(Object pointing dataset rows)
▬▬▬▬▬▬
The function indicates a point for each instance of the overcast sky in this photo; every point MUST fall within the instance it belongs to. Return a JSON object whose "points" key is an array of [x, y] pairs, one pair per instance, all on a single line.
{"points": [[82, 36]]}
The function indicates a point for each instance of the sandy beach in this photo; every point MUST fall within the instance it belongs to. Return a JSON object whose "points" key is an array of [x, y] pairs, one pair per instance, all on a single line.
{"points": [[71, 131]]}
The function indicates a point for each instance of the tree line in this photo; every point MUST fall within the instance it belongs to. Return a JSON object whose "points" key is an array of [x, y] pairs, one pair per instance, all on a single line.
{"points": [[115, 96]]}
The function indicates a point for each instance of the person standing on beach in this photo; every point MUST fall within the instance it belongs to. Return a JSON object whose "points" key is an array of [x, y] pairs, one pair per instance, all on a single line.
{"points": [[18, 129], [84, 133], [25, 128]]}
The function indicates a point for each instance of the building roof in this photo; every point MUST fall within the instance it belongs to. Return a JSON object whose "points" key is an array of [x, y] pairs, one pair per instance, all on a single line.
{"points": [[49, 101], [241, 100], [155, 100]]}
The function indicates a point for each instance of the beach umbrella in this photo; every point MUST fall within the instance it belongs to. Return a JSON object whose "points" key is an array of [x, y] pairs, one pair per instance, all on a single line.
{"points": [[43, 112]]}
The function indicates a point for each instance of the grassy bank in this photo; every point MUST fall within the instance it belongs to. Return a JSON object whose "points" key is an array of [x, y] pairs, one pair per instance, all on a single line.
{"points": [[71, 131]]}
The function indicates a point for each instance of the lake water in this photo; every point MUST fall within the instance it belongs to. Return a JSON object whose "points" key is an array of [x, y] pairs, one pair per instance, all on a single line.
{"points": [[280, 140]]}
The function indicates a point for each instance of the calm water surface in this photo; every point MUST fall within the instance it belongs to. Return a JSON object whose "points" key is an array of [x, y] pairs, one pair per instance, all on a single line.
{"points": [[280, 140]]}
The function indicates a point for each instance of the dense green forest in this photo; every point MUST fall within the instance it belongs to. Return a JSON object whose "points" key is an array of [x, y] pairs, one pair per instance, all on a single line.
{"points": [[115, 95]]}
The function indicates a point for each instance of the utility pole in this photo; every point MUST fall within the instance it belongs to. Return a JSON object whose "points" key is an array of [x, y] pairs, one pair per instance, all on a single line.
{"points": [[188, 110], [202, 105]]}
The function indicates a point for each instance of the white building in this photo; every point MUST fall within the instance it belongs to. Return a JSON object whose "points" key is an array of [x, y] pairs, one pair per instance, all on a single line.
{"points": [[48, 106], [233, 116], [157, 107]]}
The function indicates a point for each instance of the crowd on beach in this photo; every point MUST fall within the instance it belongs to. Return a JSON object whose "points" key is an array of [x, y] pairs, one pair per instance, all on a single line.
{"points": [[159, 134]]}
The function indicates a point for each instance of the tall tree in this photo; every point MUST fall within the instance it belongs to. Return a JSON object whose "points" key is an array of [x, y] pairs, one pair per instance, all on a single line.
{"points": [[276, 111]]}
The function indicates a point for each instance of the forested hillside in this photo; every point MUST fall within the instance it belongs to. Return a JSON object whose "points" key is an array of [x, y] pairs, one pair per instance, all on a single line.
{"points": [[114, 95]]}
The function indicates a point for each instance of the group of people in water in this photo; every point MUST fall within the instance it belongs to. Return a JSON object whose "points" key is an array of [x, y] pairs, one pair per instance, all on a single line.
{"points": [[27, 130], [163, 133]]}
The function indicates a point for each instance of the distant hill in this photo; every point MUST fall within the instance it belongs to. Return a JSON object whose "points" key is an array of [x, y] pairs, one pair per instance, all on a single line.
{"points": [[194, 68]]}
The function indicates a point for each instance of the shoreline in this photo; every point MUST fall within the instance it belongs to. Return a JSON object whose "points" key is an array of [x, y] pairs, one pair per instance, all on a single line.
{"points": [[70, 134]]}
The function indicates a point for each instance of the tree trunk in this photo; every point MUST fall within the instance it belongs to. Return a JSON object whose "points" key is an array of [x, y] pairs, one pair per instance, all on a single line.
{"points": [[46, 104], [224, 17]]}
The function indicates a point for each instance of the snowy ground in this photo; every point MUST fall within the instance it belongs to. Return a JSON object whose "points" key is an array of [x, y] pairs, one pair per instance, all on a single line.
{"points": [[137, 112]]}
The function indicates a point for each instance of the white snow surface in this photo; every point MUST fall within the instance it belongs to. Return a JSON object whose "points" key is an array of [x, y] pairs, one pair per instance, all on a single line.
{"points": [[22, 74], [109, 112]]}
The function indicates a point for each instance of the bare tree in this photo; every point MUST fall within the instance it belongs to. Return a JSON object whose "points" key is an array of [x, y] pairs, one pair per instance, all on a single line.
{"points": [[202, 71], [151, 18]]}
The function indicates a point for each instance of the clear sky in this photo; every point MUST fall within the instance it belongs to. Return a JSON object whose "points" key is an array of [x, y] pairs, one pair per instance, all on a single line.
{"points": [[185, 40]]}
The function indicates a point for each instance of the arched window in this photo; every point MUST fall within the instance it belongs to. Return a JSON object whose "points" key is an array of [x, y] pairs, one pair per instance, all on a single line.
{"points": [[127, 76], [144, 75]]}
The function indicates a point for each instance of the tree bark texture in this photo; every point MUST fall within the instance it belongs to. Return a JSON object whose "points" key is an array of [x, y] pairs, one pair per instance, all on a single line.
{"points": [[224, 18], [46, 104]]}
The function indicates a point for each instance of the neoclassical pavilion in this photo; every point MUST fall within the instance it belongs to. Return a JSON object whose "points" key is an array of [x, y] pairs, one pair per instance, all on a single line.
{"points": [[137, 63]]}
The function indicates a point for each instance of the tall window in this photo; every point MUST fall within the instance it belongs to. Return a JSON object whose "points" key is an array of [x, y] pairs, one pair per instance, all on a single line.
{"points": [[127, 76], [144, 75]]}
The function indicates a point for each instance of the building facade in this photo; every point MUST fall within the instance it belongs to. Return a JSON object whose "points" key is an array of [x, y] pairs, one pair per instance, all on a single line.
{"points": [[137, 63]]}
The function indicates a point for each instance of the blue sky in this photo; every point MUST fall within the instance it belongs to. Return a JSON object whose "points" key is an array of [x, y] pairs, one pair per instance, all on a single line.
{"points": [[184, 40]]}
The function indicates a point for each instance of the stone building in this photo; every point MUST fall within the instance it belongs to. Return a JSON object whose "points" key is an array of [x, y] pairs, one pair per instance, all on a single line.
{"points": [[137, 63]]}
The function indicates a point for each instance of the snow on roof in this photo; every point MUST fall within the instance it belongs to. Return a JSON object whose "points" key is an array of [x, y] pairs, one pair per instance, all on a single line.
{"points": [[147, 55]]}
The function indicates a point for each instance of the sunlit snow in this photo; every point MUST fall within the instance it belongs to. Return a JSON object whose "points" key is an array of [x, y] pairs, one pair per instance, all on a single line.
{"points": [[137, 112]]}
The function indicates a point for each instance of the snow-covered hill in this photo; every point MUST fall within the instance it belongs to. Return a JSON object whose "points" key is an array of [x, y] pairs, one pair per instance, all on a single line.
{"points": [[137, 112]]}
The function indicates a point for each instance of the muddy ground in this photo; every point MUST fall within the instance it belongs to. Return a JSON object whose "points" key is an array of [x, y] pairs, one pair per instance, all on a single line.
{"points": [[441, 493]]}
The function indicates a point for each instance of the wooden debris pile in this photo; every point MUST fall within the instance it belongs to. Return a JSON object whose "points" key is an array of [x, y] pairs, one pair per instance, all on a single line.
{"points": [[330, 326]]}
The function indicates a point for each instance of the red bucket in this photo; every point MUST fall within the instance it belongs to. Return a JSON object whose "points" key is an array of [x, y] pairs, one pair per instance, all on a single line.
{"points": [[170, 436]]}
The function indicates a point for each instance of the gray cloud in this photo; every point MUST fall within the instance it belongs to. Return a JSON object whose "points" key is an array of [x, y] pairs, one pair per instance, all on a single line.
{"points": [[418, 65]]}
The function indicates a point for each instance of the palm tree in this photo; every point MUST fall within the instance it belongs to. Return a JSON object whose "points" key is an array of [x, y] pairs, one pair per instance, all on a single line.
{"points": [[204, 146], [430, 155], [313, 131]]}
▬▬▬▬▬▬
_SHORT TASK_.
Give back exactly the lines beginning at the one with "The function indicates a point for each instance of the gray" and ending at the final line of the material; both boundary lines belong in it.

_RESPONSE FOR THIS EXERCISE_.
The function indicates a point for each instance of the gray cloud in this photo; every point MUST fall within the instance it belongs to. Return a JSON object whose "points" key is an array of [x, y] pairs, one pair per instance, all on a single line.
{"points": [[418, 65]]}
The function indicates a point for each instance of the palm tree in this photo; every point MUST fall within the instance it belongs to. Return a JSON object whose "points" key is an array of [x, y] pairs, one pair per instance, all on a single line.
{"points": [[204, 146], [430, 155], [313, 131]]}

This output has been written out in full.